#### [PROBLEM STATEMENT]
Please count the lines in the material below that contain the word "rise", and give only that number.

#### [Entries taken from a collection]
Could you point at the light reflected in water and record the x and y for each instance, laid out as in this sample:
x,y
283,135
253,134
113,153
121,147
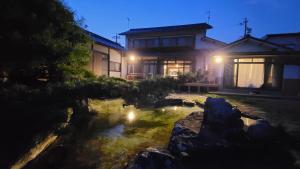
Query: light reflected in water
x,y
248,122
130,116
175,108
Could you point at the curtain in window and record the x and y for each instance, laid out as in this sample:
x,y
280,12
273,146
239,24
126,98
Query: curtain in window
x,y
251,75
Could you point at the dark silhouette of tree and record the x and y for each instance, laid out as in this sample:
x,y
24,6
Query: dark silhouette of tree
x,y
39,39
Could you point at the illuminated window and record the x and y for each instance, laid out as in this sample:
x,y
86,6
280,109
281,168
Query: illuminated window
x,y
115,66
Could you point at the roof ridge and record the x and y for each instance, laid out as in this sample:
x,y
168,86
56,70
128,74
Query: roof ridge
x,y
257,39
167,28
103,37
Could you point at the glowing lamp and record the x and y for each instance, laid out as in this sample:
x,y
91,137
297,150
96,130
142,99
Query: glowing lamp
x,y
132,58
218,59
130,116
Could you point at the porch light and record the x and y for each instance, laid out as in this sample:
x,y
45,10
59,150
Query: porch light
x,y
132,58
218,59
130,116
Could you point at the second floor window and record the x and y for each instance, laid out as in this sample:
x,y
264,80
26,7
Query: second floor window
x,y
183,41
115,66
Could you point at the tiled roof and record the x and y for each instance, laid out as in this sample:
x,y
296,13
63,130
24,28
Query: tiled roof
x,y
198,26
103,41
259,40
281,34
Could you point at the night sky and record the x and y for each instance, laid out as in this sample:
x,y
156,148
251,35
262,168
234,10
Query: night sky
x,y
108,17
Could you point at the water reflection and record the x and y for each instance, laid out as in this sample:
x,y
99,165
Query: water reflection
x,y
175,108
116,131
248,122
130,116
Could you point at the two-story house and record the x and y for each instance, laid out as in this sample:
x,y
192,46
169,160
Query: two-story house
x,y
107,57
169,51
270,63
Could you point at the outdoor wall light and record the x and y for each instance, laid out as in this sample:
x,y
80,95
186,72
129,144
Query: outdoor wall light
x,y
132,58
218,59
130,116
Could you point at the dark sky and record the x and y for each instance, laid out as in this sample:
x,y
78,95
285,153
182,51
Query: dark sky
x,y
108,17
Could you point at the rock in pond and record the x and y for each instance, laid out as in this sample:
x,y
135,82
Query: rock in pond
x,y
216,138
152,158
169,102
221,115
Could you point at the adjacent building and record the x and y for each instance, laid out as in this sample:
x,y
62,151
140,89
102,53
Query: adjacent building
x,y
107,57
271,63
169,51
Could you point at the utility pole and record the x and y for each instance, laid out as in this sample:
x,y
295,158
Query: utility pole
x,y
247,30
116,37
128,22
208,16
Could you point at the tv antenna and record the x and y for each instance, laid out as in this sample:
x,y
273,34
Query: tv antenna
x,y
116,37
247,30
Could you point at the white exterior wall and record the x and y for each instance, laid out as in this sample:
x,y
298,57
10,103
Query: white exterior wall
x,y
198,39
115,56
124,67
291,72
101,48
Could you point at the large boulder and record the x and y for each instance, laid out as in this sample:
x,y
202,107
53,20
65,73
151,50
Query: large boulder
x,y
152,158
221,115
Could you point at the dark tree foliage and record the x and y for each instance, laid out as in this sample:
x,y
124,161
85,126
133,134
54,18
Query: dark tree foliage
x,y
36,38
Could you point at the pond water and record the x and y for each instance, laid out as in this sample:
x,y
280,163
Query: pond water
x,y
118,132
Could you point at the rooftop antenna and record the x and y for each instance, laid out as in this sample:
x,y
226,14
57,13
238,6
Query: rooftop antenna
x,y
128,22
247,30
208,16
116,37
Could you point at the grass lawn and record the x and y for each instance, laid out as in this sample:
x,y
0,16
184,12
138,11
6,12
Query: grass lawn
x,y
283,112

---

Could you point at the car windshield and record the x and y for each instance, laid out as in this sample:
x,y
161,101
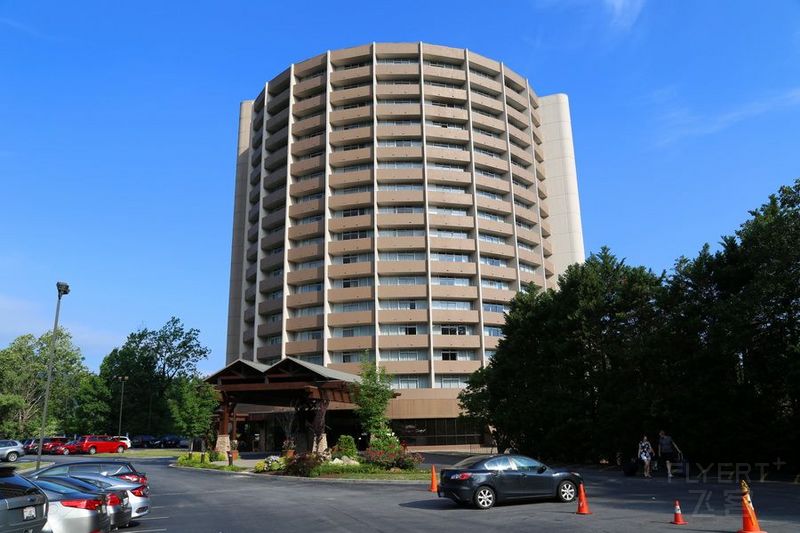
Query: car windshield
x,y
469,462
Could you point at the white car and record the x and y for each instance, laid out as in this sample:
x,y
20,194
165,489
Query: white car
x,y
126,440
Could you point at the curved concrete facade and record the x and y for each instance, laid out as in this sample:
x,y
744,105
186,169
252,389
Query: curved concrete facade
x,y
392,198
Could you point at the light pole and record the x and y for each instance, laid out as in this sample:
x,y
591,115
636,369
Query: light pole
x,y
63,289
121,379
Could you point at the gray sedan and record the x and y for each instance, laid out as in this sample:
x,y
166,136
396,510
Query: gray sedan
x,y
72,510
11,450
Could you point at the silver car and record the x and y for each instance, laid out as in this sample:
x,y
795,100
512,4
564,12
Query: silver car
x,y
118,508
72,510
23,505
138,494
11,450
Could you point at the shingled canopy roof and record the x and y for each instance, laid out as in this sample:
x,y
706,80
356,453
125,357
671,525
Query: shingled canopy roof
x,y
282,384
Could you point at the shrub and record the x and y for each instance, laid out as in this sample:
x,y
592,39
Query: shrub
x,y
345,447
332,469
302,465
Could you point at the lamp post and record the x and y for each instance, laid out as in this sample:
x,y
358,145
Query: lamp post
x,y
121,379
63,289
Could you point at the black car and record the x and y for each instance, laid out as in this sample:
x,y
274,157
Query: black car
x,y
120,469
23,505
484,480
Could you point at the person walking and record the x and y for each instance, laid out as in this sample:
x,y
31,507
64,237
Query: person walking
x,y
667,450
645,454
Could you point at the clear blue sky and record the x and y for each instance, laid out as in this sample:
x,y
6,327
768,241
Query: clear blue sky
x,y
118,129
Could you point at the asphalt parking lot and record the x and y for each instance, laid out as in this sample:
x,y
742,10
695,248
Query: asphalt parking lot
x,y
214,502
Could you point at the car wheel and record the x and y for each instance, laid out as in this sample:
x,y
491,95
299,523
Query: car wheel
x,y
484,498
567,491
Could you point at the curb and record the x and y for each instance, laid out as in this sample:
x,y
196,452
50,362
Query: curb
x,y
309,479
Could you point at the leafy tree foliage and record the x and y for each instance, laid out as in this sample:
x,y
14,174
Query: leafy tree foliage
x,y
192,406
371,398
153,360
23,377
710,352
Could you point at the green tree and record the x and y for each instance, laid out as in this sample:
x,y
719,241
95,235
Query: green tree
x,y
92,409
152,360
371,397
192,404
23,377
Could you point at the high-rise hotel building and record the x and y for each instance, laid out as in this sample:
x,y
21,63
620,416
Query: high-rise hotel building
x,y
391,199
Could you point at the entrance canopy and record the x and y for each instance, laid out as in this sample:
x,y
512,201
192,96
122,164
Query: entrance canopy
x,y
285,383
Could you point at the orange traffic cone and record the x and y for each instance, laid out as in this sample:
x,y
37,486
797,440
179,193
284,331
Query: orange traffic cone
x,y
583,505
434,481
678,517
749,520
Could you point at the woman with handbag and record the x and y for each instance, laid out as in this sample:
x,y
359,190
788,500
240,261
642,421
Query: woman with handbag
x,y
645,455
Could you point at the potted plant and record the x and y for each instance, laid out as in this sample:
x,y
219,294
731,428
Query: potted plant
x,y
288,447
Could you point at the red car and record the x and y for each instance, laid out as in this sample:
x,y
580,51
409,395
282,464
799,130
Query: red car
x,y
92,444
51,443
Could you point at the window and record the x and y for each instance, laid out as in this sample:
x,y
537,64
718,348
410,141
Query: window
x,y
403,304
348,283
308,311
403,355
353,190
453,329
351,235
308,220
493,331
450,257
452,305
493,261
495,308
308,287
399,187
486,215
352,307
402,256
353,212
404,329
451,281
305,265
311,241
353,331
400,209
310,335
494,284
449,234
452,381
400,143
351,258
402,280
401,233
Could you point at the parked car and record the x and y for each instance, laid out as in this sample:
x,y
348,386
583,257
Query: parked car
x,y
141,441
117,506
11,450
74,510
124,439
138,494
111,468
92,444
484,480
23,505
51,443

#### [FULL RESPONSE]
2